*Aim of the exercise*: Copy the listing below word for word, starting at its first line and ending at the line that contains "--target=round thuja shrub", both included.

*Exercise materials*:
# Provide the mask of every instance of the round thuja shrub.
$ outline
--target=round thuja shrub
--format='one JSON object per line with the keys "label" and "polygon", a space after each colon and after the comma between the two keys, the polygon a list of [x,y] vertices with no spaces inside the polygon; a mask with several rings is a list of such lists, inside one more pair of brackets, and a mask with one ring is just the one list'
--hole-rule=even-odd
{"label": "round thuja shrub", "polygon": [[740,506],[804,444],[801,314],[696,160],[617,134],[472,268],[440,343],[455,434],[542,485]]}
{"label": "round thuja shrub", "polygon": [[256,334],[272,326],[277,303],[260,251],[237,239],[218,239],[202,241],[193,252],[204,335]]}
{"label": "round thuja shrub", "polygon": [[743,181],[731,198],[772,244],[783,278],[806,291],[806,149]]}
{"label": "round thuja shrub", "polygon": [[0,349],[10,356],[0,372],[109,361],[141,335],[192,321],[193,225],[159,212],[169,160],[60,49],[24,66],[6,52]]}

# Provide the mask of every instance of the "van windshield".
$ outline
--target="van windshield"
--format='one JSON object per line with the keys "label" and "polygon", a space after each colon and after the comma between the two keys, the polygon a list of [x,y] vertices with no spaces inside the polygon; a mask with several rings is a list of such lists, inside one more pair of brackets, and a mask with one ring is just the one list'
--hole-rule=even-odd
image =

*Written reply*:
# Provide the mask of every instance of the round thuja shrub.
$ outline
--target=round thuja shrub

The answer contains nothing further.